Texte extrait:
»»
Rythme et théories phonologiques

Rappelons que la phonologie métrique s’organise autour d’une idée centrale selon laquelle la structure phonologique d’un énoncé ne se limite pas à une suite linéaire d’éléments enchaînés, mais relève d’une organisation hiérarchique. Par exemple, l’accent n’est plus considéré comme un trait distinctif (comme c’est le cas dans la phonologie générative classique), mais comme le produit d’un réseau de relations hiérarchiques fondées sur la syllabe (Liberman et Prince, 1977).
««
Consigne a: Recopiez fidèlement les lignes des enregistrements, depuis celle qui contient « toy's white eye » jusqu'à la fin des enregistrements, bornes incluses.

Enregistrements fournis:
»»
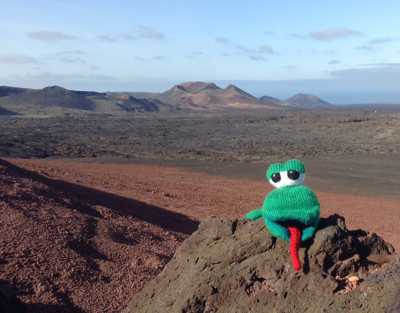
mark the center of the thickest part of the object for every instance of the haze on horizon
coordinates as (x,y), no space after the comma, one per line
(342,51)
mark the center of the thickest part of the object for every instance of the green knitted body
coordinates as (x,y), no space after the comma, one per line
(292,203)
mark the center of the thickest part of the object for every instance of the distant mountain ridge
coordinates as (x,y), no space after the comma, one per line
(203,95)
(187,96)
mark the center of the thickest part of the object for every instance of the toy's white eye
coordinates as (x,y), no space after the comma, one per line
(287,178)
(293,175)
««
Consigne b: Selon le texte extrait, comment la phonologie métrique considère-t-elle l'accent ?

Réponse finale a:
mark the center of the thickest part of the object for every instance of the toy's white eye
coordinates as (x,y), no space after the comma, one per line
(287,178)
(293,175)

Réponse finale b: Comme le produit d'un réseau de relations hiérarchiques fondées sur la syllabe.